* [Texto para leitura]
>>>

Pedras Grandes e suas redondezas – ou seja, Azambuja, Palmeiras (atual Pindotiba), Oratório (parte de Orleães), todos são locais em que os pesonagens principais da vida de Maria Caetana fazem suas aparições. Azambuja foi a primeira colônia italiana de Santa Catarina. Orleães foi uma colônia onde assentaram-se imigrantes da Itália, Alemanha, Letônia, Polônia, e também colonos nacionais.
Desta vez, diferente de um grande centro, como Tubarão, e não exatamente como uma freguesia mais isolada e remota que era São Joaquim da Costa da Serra, a morada da família em Pedras Grandes era um peculiar apanhado de novas freguesias e colônias nos arredores das minas de carvão. Ligando todos os locais relevantes da vida de Maria Caetana, estavam, em incessante movimento, a correnteza do Rio Tubarão e a fumaça da Ferrovia Tereza Cristina, na qual trabalhou o seu futuro marido, José Sebastião.
Seguem algumas fotos atuais de Pedras Grandes e o Rio Tubarão, que ainda devem em muito lembrar a época em que Maria Caetana ali vivia:
Muito determinante no cotidiano, no normal andamento econômico, na paisagem, nas características visuais e sonoras da região, no imaginário local, enfim, fundamental na identidade do lugar, era a estrada de ferro Dona Tereza Cristina.
Na galeria abaixo, estão mapas de localização da E.F.D.T.C. e uma uma seleção de fotos antigas de localidades do trecho Lauro Müller – Laguna.
Para os curiosos, segue vídeo da Tereza Cristina, funcionando em 2013 – disponibilizado por Andreas Illert:
2.2. O encontro com José Sebastião
Em Pedras Grandes, Maria Caetana conheceu o futuro marido, José Sebastião do Nascimento, vindo da freguesia de São Miguel, ao lado da parte continental da Capital. Em Pedras Grandes, casou e teve a maior parte de seus filhos. Portanto, deve ter vivido a fase mais marcante da sua vida naquele lugar.
Há uma série de possíveis conexões entre a família de Maria Caetana e José Sebastião: as funções na Guarda Nacional, na polícia, e vínculos em comum: José Avelino Pacheco dos Reis e Boaventura Costa de Mello, com quem José Sebastião trabalhou diretamente, tiveram ligação com o pai de Maria Caetana, por exemplo. As afinidades políticas também são um possível vínculo, considerando que o partido republicano era o mais amplamente apoiado na época.

<<<

Copie o trecho do texto sobre Pedras Grandes entre "Seguem algumas fotos" e "Müller – Laguna.", inclusive, alterando "estrada de ferro" para "ferrovia".

* [Listagem exibida]
>>>

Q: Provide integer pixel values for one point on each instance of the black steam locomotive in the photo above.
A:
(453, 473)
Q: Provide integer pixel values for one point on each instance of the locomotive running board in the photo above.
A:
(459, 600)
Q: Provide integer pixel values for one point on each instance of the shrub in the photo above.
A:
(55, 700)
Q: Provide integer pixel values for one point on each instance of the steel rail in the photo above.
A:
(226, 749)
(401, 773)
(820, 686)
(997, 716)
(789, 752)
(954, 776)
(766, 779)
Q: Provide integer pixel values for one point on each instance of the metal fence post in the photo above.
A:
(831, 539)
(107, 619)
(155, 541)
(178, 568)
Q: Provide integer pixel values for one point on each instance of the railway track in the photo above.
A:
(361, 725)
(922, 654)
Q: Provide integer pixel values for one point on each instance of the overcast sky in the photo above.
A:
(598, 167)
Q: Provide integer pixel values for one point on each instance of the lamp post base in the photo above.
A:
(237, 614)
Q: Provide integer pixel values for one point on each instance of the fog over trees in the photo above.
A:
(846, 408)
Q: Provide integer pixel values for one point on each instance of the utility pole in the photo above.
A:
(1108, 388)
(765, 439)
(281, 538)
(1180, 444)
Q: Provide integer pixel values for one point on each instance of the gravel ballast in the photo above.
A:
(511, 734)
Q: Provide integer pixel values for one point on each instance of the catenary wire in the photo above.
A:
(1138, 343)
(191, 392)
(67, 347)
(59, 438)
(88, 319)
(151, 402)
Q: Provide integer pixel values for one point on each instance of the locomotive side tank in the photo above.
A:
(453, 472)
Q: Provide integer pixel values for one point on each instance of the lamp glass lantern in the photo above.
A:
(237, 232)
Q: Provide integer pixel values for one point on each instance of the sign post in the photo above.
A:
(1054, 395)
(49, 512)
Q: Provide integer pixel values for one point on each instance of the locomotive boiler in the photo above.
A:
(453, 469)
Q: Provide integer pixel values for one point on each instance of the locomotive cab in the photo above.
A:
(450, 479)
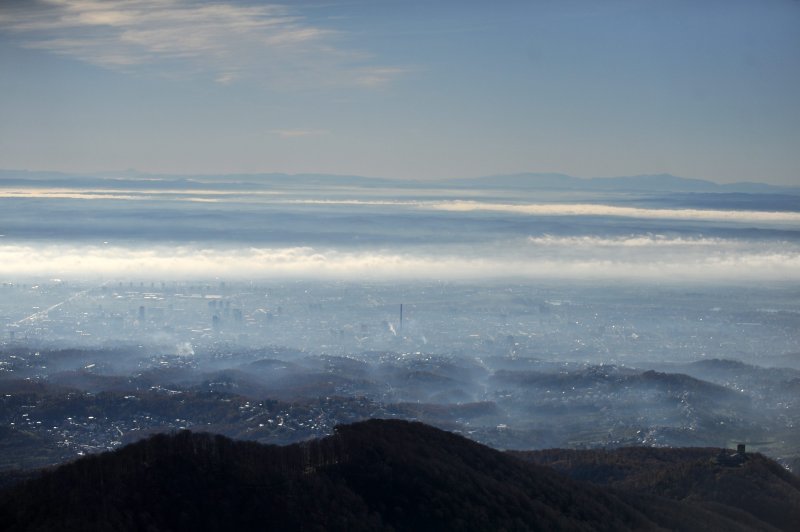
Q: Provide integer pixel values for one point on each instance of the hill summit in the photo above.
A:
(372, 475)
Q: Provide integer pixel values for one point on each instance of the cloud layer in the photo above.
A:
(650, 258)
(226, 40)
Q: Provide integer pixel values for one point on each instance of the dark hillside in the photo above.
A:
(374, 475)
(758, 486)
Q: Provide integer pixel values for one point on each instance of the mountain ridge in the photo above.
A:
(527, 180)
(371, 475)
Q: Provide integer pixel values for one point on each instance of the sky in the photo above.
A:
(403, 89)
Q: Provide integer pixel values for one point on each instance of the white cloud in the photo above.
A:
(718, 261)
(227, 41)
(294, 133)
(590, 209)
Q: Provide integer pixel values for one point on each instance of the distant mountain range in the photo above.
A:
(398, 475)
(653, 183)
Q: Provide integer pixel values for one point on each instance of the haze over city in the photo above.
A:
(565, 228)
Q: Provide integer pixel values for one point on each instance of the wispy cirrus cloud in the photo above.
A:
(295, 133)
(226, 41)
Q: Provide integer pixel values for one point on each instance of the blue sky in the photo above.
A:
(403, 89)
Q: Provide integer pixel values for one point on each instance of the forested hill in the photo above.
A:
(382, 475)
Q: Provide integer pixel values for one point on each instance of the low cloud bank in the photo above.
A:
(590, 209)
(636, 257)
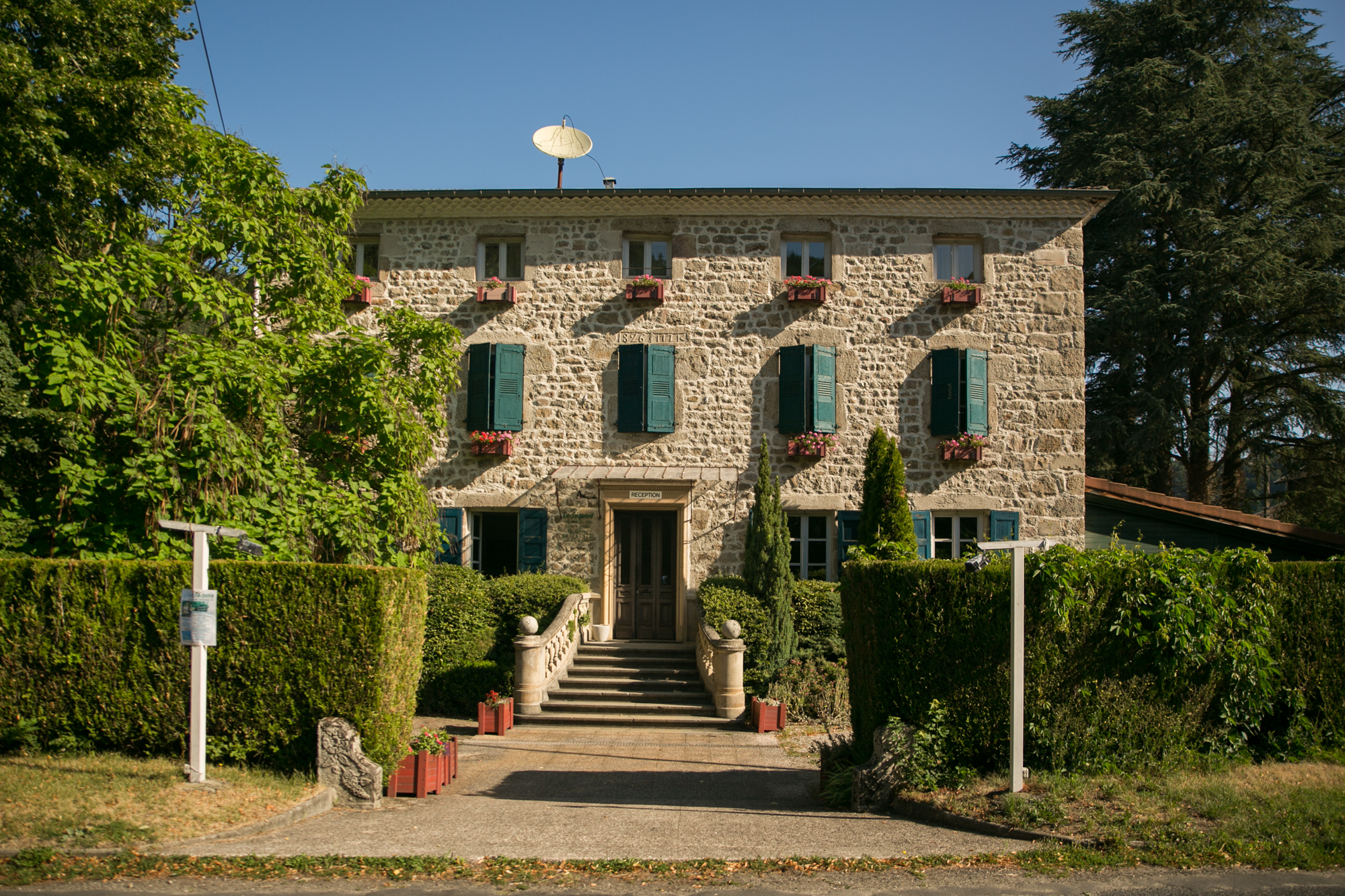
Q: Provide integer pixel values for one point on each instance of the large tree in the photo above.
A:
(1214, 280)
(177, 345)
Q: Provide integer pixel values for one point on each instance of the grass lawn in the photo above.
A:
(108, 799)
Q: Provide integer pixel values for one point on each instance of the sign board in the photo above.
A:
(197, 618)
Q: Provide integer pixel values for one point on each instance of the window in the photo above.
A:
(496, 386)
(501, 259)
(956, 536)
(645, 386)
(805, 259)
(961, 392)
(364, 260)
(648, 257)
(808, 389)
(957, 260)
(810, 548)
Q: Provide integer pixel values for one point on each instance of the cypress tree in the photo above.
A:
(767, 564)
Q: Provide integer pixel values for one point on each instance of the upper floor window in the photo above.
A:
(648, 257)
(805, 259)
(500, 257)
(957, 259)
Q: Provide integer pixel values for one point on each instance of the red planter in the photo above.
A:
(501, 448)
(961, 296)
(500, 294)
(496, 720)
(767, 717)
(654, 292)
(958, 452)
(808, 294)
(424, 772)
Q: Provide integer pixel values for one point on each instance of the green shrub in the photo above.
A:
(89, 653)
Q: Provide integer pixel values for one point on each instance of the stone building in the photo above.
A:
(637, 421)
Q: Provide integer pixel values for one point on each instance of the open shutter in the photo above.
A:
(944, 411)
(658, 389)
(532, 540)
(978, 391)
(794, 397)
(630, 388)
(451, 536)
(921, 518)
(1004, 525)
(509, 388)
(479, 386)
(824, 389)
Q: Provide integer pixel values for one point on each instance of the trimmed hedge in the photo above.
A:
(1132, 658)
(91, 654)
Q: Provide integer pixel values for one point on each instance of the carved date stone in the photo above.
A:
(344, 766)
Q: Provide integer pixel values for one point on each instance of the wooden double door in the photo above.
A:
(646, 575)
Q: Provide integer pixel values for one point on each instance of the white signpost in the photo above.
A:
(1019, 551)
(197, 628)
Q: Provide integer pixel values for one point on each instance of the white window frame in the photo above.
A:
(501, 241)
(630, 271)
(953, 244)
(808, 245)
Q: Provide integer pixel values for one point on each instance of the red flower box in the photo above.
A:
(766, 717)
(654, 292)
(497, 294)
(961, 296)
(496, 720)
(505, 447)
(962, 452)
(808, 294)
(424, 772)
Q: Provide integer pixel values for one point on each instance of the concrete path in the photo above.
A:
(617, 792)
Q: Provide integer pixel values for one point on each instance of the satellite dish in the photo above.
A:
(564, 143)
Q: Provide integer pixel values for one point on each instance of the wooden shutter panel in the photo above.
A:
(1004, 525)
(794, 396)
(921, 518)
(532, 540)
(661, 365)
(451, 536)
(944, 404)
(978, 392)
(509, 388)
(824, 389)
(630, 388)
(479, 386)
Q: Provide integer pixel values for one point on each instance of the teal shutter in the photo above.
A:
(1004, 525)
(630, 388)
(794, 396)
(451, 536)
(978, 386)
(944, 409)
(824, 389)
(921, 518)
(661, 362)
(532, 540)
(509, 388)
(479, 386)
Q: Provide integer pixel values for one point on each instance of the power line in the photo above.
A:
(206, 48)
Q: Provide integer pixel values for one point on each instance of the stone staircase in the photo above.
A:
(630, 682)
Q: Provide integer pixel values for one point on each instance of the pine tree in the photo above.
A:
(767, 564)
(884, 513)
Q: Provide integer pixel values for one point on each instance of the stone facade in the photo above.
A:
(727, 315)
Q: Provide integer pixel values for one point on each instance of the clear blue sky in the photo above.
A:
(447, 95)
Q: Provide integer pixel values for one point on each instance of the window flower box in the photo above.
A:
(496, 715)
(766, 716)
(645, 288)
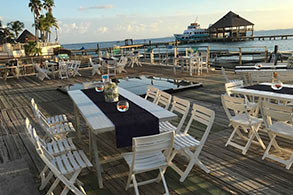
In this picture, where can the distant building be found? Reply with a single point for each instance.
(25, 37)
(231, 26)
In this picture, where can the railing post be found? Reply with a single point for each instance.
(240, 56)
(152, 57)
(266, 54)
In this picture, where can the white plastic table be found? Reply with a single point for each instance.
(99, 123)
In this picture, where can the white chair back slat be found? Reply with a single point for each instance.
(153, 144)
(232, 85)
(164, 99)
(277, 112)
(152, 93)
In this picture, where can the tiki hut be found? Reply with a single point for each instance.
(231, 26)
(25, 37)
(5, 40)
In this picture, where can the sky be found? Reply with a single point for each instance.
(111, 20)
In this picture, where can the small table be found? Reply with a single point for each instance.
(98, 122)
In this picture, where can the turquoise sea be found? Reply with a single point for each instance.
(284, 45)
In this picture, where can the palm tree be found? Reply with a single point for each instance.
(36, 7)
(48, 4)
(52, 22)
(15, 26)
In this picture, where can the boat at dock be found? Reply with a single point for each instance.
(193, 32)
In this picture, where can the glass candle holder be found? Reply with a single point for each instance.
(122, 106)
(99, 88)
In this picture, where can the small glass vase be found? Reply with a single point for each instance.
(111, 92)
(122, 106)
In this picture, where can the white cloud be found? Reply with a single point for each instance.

<<<

* [Resposta correta]
Seguem algumas fotos atuais de Pedras Grandes e o Rio Tubarão, que ainda devem em muito lembrar a época em que Maria Caetana ali vivia:
Muito determinante no cotidiano, no normal andamento econômico, na paisagem, nas características visuais e sonoras da região, no imaginário local, enfim, fundamental na identidade do lugar, era a ferrovia Dona Tereza Cristina.
Na galeria abaixo, estão mapas de localização da E.F.D.T.C. e uma uma seleção de fotos antigas de localidades do trecho Lauro Müller – Laguna.